Task prompt
Could you transcribe the part of the listing that opens with the line containing "Task: point to every instance of the folded" and closes with the line containing "[[549, 506], [239, 371]]", both of those lines included, and nothing else?

Exercise input
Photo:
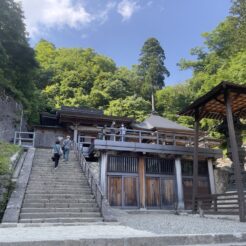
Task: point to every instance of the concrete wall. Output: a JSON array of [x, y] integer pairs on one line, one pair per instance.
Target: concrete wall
[[10, 114], [221, 177], [46, 137], [5, 185]]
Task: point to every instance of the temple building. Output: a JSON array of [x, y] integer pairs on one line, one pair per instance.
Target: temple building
[[142, 165]]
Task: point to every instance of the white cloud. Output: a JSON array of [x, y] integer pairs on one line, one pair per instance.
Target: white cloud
[[43, 15], [54, 13], [126, 9]]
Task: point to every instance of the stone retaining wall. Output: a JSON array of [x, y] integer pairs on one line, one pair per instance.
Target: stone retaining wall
[[5, 187], [10, 115]]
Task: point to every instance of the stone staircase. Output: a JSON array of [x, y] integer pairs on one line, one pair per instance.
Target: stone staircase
[[59, 195]]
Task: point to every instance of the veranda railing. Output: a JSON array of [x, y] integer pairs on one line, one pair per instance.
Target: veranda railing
[[92, 181], [144, 136]]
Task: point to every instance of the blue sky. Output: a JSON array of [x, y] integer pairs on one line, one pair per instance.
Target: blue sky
[[119, 28]]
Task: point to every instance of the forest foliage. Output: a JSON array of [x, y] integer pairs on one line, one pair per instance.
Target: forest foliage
[[47, 77]]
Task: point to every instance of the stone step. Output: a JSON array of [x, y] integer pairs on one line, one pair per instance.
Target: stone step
[[58, 200], [79, 193], [62, 220], [58, 215], [85, 204], [58, 196], [54, 189], [60, 210], [56, 180], [56, 186]]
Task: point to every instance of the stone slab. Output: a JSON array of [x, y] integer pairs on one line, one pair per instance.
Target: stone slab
[[106, 235], [12, 211]]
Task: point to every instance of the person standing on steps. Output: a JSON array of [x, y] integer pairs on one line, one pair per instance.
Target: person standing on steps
[[67, 143], [57, 152], [122, 133]]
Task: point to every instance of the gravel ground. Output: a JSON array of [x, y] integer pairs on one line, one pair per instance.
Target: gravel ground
[[161, 223]]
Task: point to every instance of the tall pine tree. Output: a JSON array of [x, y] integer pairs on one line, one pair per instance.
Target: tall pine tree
[[151, 68]]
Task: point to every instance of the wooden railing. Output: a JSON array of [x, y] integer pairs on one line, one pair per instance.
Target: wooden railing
[[226, 203], [92, 181], [142, 136], [25, 139]]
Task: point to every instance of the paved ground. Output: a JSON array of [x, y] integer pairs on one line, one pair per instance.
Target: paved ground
[[133, 229], [180, 224], [22, 234]]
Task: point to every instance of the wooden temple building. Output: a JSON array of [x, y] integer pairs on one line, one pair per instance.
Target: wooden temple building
[[152, 168], [226, 103]]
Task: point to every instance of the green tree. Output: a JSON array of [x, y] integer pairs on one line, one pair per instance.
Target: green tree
[[135, 107], [17, 62], [151, 69]]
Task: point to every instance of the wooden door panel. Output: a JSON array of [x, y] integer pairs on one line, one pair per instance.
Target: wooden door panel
[[187, 188], [130, 191], [115, 191], [168, 192], [152, 192], [203, 187]]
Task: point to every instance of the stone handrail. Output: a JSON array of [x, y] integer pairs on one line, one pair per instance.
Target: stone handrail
[[101, 201]]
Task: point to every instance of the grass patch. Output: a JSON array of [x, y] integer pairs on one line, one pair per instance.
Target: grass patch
[[7, 150]]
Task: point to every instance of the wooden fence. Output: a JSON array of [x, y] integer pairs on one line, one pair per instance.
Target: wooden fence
[[226, 203]]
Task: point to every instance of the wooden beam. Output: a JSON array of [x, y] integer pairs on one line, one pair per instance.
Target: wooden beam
[[235, 156], [141, 172], [195, 160]]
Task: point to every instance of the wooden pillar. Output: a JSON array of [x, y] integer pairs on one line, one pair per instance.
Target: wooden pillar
[[195, 161], [75, 134], [141, 173], [211, 176], [179, 183], [235, 156], [103, 172]]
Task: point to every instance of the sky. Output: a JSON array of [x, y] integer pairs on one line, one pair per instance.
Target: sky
[[119, 28]]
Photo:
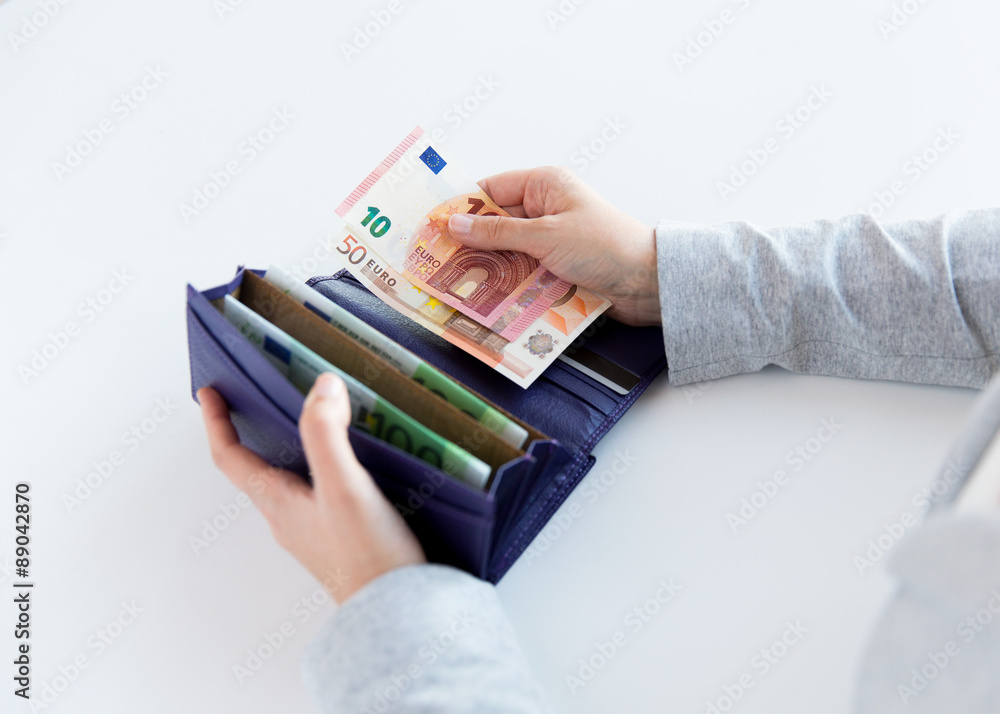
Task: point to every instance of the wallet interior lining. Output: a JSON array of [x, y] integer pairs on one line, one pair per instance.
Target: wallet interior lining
[[373, 371]]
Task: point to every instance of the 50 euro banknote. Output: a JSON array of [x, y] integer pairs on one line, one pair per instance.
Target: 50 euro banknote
[[402, 210], [522, 360]]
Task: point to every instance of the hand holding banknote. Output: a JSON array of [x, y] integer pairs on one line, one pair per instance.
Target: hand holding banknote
[[575, 233], [342, 529]]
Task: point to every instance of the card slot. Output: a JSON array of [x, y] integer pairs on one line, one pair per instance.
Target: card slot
[[547, 406], [371, 370], [596, 395], [258, 394]]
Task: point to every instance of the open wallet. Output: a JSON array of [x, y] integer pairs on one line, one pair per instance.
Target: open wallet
[[480, 530]]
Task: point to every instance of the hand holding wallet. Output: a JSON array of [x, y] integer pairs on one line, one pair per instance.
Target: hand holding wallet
[[565, 413]]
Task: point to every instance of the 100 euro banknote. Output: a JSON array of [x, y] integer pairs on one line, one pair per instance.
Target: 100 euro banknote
[[369, 411], [522, 360], [399, 357], [402, 210]]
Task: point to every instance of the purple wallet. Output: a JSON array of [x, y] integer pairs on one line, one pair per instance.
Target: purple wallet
[[482, 532]]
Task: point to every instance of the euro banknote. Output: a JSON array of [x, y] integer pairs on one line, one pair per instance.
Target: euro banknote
[[399, 357], [522, 360], [369, 411], [402, 210]]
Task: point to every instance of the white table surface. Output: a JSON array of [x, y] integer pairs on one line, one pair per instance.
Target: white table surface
[[698, 450]]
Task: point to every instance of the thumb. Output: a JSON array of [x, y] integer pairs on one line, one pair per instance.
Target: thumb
[[494, 232], [326, 415]]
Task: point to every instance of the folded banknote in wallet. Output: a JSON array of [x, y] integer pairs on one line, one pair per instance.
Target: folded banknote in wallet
[[477, 505], [479, 382]]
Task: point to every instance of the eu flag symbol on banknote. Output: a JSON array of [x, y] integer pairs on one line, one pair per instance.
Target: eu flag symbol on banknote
[[433, 160]]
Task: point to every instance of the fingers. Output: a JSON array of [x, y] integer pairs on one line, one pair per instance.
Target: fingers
[[507, 189], [497, 232], [323, 425], [271, 489]]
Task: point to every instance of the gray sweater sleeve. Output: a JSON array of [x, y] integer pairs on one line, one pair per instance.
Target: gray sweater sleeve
[[913, 301], [424, 638], [916, 301]]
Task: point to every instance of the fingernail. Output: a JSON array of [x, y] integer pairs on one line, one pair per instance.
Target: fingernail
[[460, 224], [326, 385]]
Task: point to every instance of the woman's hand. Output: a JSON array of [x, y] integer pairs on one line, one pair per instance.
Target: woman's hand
[[342, 523], [575, 233]]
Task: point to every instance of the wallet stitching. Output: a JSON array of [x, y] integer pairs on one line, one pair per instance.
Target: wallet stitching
[[549, 506], [239, 371]]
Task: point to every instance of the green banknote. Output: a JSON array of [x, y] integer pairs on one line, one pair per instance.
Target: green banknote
[[399, 357], [369, 411]]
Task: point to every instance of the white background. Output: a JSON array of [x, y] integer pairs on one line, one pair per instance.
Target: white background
[[699, 451]]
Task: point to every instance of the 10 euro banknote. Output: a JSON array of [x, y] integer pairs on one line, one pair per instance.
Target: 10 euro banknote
[[522, 360], [402, 209]]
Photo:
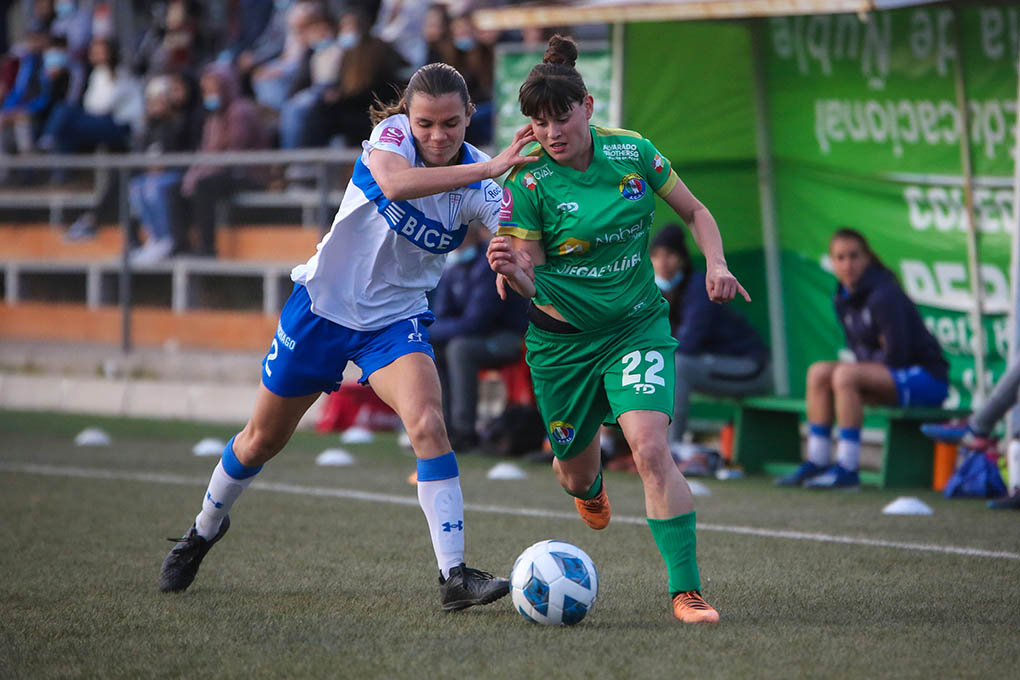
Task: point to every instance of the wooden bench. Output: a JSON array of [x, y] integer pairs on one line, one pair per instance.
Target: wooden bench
[[767, 438]]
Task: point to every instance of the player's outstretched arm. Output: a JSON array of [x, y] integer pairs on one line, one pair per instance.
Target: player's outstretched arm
[[514, 259], [400, 181], [719, 282]]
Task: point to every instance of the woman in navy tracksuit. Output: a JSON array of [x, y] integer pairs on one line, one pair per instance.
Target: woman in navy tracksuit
[[899, 362]]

Final result
Task: point to every instance of the folded banknote in wallet. Output: a JSON array of [x, y] integer pairs on one line, one pair per instance.
Target: folded banknote in wallet
[[477, 505], [479, 382]]
Task: point to every instance of the eu flag symbol on banknote. Output: a JSON array of [x, y] integer pairs on one line, one pair per instance.
Target: eu flag symbol on banknote
[[433, 160]]
Task: point to every instance of the fingers. Output: a JSON array of [x, y] integer pairs on one line, one pair per instance.
Target: fingers
[[507, 189], [497, 232], [323, 425], [271, 489]]
Task: point to every instance of the gray sweater sleeve. Output: a JSON array of [x, y] integer pairs on one line, one pair per instance.
Target: gray sweater sleeve
[[913, 301], [424, 638], [916, 301]]
Task: point to every instance of the fingernail. Output: a JSON array of [x, y] integer pairs on one line, one pair per instance.
Target: fingernail
[[460, 224], [326, 385]]
Task: point to every instance of the woman's hand. Output: a JSON array of [x, y] integer pairs on one line, one pair per instance.
Target: woman's hand
[[342, 523], [575, 233]]
Task: point to every instance of the wallet stitching. Output: a JSON array of [x, y] integer pairs on one line, one pair per instance.
Target: wallet stitching
[[549, 506], [239, 371]]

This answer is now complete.